• _Tasks to carry out_
1/ Write out the part of the passage on heart teams that opens with the words containing "In fact, discussions" and closes with "surgical risk patients.".
2/ Pick up the passage on heart teams after its last sentence and continue it.

• _Selected text_
The idea of the heart team is a noble one: physicians with different skillsets and specialties evaluate a patient together and, in perfect harmony, make a joint treatment decision to ensure good outcomes for a patient. Heart teams were used in the past for revascularization, and are currently being used for heart valve treatments, ventricular assist device surgeries, and other cutting-edge procedures with complex decision criteria.

In fact, discussions on how to manage effective heart teams has been a hot conference topic within the US cardiovascular conference circuit this year, especially with the growing interest of using TAVR in lower surgical risk patients.

So why are heart teams gaining popularity in the US TAVR landscape.  First and foremost, reimbursement from CMS depends on patients being evaluated by a multidisciplinary team that includes a cardiac surgeon and an interventional cardiologist at the very least, and up to seven additional specialties including heart failure specialists, nurse practitioners, social workers, and more. Second, the decision to treat a patient with any heart disease, and especially aortic valve disease or chronic heart failure; is complex due to the high cost of treatment, the relative frailty of the patients being treated, and the arduous nature of the recovery process. Gaining perspective from a social worker, who is able to evaluate the patient's support network and assess how their recovery will progress, is just as valuable as input from a heart failure specialist with a clinical focus.

• _Given data_

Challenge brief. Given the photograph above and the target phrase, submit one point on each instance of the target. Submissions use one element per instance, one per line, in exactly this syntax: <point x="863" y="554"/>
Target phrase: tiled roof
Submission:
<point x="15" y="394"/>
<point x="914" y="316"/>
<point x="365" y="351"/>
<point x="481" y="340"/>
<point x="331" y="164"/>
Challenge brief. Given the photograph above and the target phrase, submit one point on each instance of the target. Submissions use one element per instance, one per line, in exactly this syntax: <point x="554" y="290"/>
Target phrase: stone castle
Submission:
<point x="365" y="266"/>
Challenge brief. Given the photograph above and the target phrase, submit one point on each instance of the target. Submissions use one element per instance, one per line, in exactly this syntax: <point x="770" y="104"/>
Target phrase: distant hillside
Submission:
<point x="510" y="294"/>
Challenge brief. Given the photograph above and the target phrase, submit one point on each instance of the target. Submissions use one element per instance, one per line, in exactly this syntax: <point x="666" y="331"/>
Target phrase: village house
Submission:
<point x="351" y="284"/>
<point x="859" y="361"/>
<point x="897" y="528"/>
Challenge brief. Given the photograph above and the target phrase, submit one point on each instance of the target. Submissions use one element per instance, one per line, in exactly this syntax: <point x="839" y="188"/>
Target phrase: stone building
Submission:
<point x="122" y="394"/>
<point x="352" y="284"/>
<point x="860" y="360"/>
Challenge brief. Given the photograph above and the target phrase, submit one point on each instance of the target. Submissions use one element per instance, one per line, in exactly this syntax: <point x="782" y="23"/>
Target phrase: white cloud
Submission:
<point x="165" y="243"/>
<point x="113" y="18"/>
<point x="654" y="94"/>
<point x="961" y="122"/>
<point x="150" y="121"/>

• _Per-task outputs_
1/
In fact, discussions on how to manage effective heart teams has been a hot conference topic within the US cardiovascular conference circuit this year, especially with the growing interest of using TAVR in lower surgical risk patients.

2/
But the European experience shows that multidisciplinary heart teams may be a passing fad. When TAVR was first introduced there, heart teams were a necessity. In fact, many guidelines still recommend using a heart team. Despite this, physicians that I've talked to about the heart team concept in Europe seem to feel that it is not long for this world. In many cases, a performing physician will bypass the heart team and make an individual call on the treatment decision. In other cases, the heart team is just a formality and a single physician exerts ultimate control over the group's decisions. One physician I spoke to in particular stated that the idea of a heart team was simply to spare the feelings of cardiac surgeons and make them feel involved in the treatment decision, while another physician stated that the increased cost associated with up to 8 specialties deliberating over a single patient was seen as unnecessary in his institution.

The difference seems to be twofold: first, European physicians are more comfortable and familiar with TAVR and therefore are more comfortable making decisions on an individual basis; and second, reimbursement in the US seems to depend more on the heart team concept than in Europe. Until US payors decide that the increased cost of deliberation outweighs the improvement in patient outcomes, the heart team will live on.